## [WORK TO COMPLETE]
Filter the entries for lines with the word "light".
....................
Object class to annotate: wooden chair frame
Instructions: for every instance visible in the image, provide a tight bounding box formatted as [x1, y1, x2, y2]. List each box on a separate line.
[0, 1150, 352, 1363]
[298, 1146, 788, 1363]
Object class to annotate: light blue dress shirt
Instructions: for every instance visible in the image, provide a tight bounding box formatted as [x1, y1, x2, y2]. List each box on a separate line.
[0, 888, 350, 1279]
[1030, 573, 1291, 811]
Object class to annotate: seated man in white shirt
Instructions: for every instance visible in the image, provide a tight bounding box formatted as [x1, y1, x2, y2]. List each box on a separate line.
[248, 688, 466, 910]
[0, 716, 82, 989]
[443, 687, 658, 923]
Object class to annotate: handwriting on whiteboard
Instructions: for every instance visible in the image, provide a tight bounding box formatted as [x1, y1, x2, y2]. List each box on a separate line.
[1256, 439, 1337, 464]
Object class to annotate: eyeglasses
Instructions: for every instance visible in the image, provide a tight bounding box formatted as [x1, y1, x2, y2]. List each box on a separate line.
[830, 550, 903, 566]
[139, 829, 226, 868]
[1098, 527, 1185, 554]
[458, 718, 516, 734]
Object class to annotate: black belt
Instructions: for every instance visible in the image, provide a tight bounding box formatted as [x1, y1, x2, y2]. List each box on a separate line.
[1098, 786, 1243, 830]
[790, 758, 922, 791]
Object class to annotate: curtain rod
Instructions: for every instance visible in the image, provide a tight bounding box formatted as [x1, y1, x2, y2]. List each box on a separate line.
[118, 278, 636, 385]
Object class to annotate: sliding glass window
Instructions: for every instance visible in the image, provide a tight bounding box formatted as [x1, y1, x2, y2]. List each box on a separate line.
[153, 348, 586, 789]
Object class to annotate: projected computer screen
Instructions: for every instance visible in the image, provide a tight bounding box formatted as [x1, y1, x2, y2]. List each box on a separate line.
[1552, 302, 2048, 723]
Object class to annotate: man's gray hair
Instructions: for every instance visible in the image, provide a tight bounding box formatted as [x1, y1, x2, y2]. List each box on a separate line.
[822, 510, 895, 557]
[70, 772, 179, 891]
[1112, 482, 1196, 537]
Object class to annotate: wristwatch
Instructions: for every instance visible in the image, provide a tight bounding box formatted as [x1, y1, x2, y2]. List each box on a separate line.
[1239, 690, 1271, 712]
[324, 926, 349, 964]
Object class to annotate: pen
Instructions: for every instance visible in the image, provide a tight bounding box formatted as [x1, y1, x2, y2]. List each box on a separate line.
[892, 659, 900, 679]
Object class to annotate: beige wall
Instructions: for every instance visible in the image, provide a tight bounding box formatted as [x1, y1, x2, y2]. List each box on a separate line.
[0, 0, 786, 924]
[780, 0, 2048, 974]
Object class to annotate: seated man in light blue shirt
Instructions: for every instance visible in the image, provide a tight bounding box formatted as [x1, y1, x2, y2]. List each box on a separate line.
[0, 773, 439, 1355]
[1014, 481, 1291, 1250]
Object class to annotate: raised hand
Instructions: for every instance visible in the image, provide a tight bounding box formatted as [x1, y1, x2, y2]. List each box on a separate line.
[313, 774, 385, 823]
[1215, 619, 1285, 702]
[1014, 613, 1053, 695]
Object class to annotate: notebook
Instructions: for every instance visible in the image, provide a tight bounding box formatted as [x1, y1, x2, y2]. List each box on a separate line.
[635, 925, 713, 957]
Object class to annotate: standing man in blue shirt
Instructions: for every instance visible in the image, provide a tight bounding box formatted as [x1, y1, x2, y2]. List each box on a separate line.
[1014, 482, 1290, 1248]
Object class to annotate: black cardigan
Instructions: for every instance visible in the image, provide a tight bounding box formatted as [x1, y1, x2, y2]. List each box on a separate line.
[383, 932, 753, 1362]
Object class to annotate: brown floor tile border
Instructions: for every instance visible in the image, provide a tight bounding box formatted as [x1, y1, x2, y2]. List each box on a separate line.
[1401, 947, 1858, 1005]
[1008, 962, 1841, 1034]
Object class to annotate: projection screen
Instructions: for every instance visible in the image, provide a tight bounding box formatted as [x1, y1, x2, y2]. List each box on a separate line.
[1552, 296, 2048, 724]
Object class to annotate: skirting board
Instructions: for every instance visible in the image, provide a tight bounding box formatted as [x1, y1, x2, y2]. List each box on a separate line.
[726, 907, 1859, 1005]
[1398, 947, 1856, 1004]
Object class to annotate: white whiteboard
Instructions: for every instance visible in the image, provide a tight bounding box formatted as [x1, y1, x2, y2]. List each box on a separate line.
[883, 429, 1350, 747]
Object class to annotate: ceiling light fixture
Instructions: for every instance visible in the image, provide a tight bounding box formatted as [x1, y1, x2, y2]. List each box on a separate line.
....................
## [SOLUTION TO THE PROBLEM]
Object class to annotate: light blue dress shirt
Object class to annotate: seated man in light blue shirt
Object class to annotate: ceiling light fixture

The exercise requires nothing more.